--- Assignment ---
Using the commentary on the Pyncheon house, decide whether each statement agrees with it, answering yes or no and quoting the deciding words: (a) Matthew Maule is put to death after a witchcraft accusation; (b) the first chapter covers both the house's history and the lives of the characters who come later; (c) Hepzibah looks forward eagerly to opening the shop.

--- Source text ---
The narrator’s description of the setting presents the house and its immediate surroundings not through architectural features, but through the ubiquity of the Pyncheons’ presence and ownership of the town. Street, house, and tree bear their name, and this designation immediately suggests the importance of the family’s legacy, as they have left their mark on their immediate surroundings.
“The aspect of the venerable mansion has always affected me like a human countenance, bearing the traces not only of outward norm and sunshine, but expressive also of the long lapse of mortal life, and accompanying vicissitudes, that have passed within.”
The narrator’s description of the house as affecting him “like a human countenance” and his insistence that it is “expressive” of “mortal life” and the “accompanying vicissitudes” that have taken place within its walls emphasizes the symbolic important of the house: It is not just a physical setting, but an embodiment of the complicated human behaviors and emotions that have shaped it (See: Symbols & Motifs).
“The mode of his death, too, affects the mind differently, in our day, from what it did a century and a half ago. It was a death that blasted with strange horror the humble name of the dweller in the cottage, and made it seem almost a religious act to drive the plough over the little area of his habitation, and obliterate his place and memory from among men.”
The narrator exists in the present moment of the narrative, attempting at the same time to understand, without excusing, the killing of Matthew Maule. Maule is executed after being accused of witchcraft in the midst of the Salem witch trials, and the narrator links the execution of Maule directly to the clearing of Maule’s land, which Colonel Pyncheon then seizes. This foundational act of violence introduces The Legacy of Violence into the narrative.
“And now—in a very humble way, as will be seen—we proceed to open our narrative.”
The first chapter focuses exclusively on the history of the house, presenting this history as a prerequisite for any understanding of the characters who follow in subsequent chapters. This historical framing suggests The Influence of the Past on the Present, as the house’s history will have a direct impact on the lives and actions of its present-day inhabitants.
“Life is made up of marble and mud.”
Hepzibah constantly looks at the miniature portrait of her brother, Clifford, remembering better times, before they were both traumatized by his unjust imprisonment. She prepares, with dread, to open the shop so that she can make money to support them both, remembering with nostalgia, the “marble” of these better times as she prepares for the “mud” of facing the public and attempting to survive.
“Any ordinary customer, indeed, would have turned his back, and fled. And yet there was nothing fierce in Hepzibah’s poor heart; nor had she, at the moment, a single bitter thought against the world at large, or one individual man or woman. She wished them all well, but wished, too, that she herself were done with them, and in her quiet grave.”

--- Source material ---

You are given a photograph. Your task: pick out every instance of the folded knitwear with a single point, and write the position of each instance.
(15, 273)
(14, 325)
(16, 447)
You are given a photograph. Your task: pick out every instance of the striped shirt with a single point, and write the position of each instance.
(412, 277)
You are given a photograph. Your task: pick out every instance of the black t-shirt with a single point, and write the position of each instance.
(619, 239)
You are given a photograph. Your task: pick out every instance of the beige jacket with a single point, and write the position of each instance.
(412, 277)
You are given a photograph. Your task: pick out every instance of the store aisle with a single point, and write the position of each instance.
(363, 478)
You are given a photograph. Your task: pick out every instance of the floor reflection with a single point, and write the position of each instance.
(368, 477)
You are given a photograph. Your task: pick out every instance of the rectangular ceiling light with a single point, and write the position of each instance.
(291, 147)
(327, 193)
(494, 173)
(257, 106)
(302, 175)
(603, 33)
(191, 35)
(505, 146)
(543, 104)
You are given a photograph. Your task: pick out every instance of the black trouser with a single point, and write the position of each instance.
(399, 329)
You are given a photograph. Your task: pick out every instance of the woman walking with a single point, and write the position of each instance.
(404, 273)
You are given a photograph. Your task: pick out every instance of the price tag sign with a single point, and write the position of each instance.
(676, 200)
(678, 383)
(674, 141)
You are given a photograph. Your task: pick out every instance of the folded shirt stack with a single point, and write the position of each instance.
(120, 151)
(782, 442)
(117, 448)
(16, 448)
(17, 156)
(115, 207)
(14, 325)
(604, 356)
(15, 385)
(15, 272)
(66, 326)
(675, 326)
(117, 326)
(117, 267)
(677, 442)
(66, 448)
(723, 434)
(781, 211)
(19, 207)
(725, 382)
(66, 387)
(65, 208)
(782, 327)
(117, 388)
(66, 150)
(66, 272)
==
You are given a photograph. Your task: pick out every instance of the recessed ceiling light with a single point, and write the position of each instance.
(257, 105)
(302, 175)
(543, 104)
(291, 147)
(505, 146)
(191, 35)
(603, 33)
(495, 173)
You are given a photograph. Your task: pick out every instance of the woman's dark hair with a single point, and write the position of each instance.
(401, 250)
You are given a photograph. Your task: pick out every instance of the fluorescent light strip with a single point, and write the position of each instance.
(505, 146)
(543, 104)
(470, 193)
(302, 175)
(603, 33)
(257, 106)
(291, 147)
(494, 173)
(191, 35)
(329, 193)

--- Answer space ---
(a) Yes: "Maule is executed after being accused of witchcraft in the midst of the Salem witch trials"
(b) No: "The first chapter focuses exclusively on the history of the house"
(c) No: "She prepares, with dread, to open the shop"